----- EXTRACT TO READ -----

Well, it certainly hasn't helped it. I do find myself twitttering all the short, random shit that I would typically post here, and with work getting busy I'm having to retrain myself to post more regularly. This week was certainly interesting, with getting back from Vegas, being home for almost 48 hours then taking a work trip across the state, managing to injure myself along the way and then spending 36 hours practically bedridden.

So we got out of Vegas before the snow, and I made my tight connection in Chicago with about 10 minutes to spare. I won the exit row lottery on both my return flights, and there was no one in the middle seat from Chaicago to Charlotte, so that was a comfy flight. I don't really remember the Vegas-Chicago leg, because I was asleep before our wheels left the ground and was barely awake when we landed. So I got home ahead of Suzy and Bonnie, and they got in safely, and all was right with the world.

Tuesday was my only day in the office, because I had a meeting planned in Manteo on Thursday afternoon. Manteo is about as far away as you can get while still being in North Carolina. When they called that part of the world the Outer Banks, they weren't kidding. So my plan was to work Tuesday and Wednesday, drive halfway to Manteo Wednesday night, and finish the trip for a 1PM meeting Thursday. Except my project manager's wife sprained her ankle over the weekend so he had to drive her to work every day. Which precluded him from making a site visit in Greenville (NC) on Wednesday. So I took that visit, which cut out my planned Wednesday in the office. The site meeting was fine, just a basic walk-through with the electricians, and then I was off to Manteo.

The Lost Colony is one of the longest-running outdoor dramas in the US, if not the oldest. It tells the story of the first colony on Roanoke Island, and the first English child born in the US, Virginia Dare. It also explores the mystery of the vanished colony on Roanoke Island, without giving us any answers, because frankly, we don't know what happened to those people. We helped them with a major infrastructure renovation last summer, so they want us to work with them over the next two years to fully renovate all their lighting. So I headed out there to meet with the Executive Director and several guys from the National Park Service (because Roanoke Island is a national park) to talk about the plans for that.

It was a good meeting, and we've prettty much got the gig, and it was neat to walk around that facility, that's seen the work of several theatrical giants. Terrence Mann (Les Miserables, Beauty and the Beast) has directed there for several years. Andy Griffith got his acting start there, and the current costume and production designer is a little guy who some folks in the theatre world might have heard of - William Ivey Long. William is one of NC's most famous theatrical sons, with 5 Tony awards to his credit. So there's a lot of history there, and the absolute coolest back stage I've ever been on. It backs up right on the water, to the point where if the wind is blowing over the water, you get wet standing back there. There's probably 10' from the back stage area to the water, so that's pretty cool.

----- SUPPLIED MATERIAL -----

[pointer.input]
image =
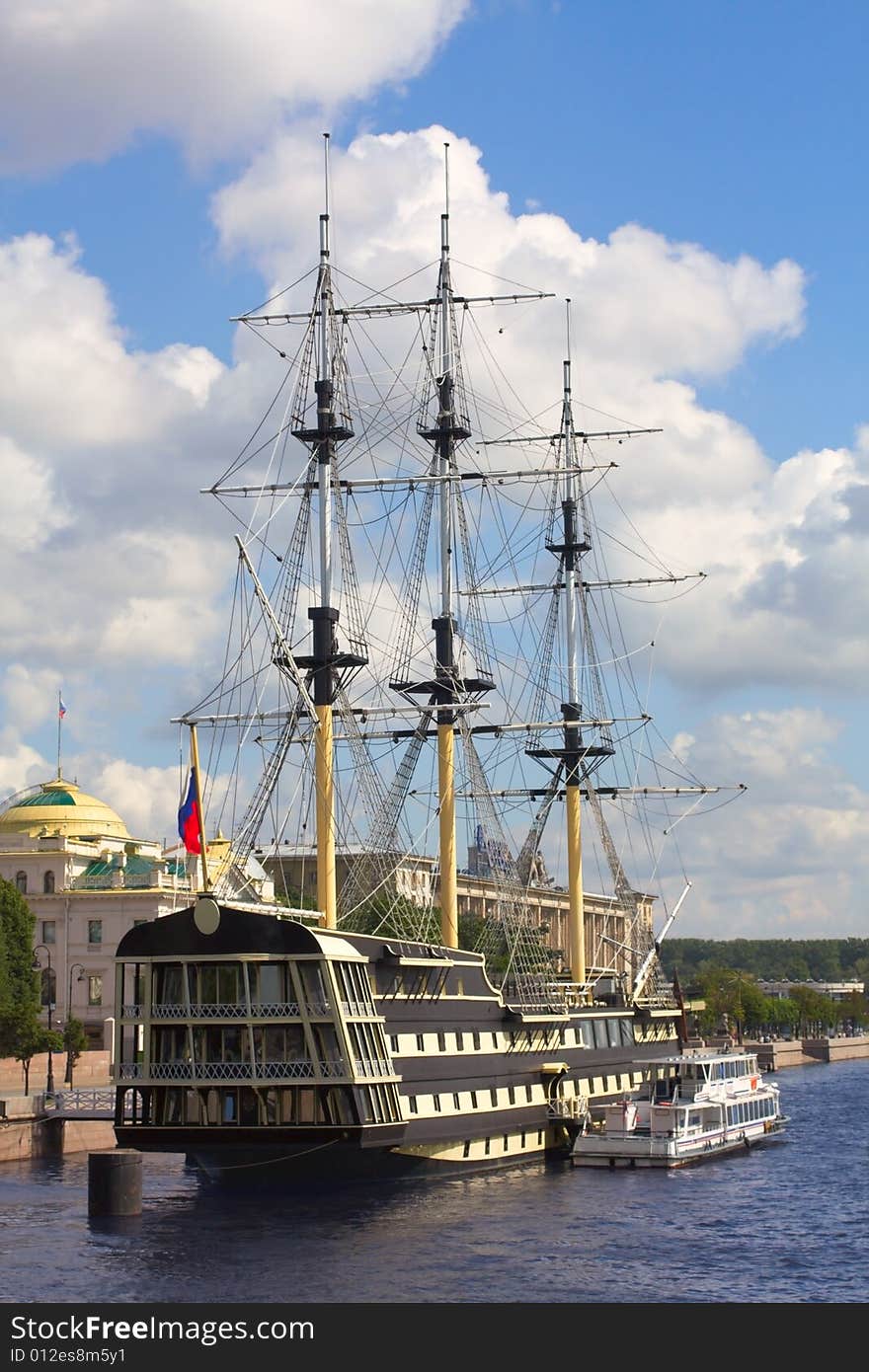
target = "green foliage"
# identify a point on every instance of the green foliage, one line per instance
(28, 1038)
(769, 959)
(74, 1038)
(20, 984)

-----

COMPLETE THE FOLLOWING:
- A) Do these statements agree with the post about the Manteo trip? Answer yes or no for each, quoting the deciding words of the post: (i) The writer slept through most of the flight from Vegas to Chicago. (ii) The writer spent both Tuesday and Wednesday in the office. (iii) Andy Griffith directed at The Lost Colony for several years.
- B) Pick up the post about the Manteo trip after its last sentence and write what comes next.

EXPECTED OUTPUTS:
- A)
(i) Yes: "I was asleep before our wheels left the ground and was barely awake when we landed."
(ii) No: "Tuesday was my only day in the office"
(iii) No: "Andy Griffith got his acting start there"

- B)
Then I drove most of the way home, waking up in the middle of the night with a screaming pain in my right foot. I made it through the night sleeping intermittently, and then drove the 4 hours back to Charlotte and went to an urgent care joint. Turns out that the tendon that extends my big toe has become inflamed from all the driving and walking that I've done over the past two weeks. So the doc gave me one of the dorky post-op shoes, some anti-inflammatory drugs and told me to stay off it for a day or two. It's mostly better now, as long as I keep the Cataflam in me, so hopefully I'll be able to finish my Christmas shopping tomorrow night. Or at least start my Christmas shopping tomorrow night. Suzy gave me her list, so I've got some guidelines, just need to get the wheel back in shape so I can do it.

So today was all about catching up on my movie watching, which so far consisted of War, Inc. (highly recommend), one episode of Numb3rs, which I had never seen before (not bad), two episodes of Eleventh Hour (which I am oddly enamored with), two episodes on NCIS with Suzy (which we both love) and Stealth (which was every bit as cheesy as I thought). Tomorrow we have Christmas with Suzy's fam, then some shopping, then the Sunday Warm-up on Stars, then the huuuuge Sunday night game with the Panthers and Giants. Then back to work for another short week on Monday. I like short work weeks. Unless I have a bunch of stuff to do, in which case I hate them. But I've lined most of my stuff up so I don't have too much cooking until the first of the year, so we should be good.

Wednesday, December 17, 2008

This is not a WPBT trip report

Just a few disjointed thoughts from the weekend.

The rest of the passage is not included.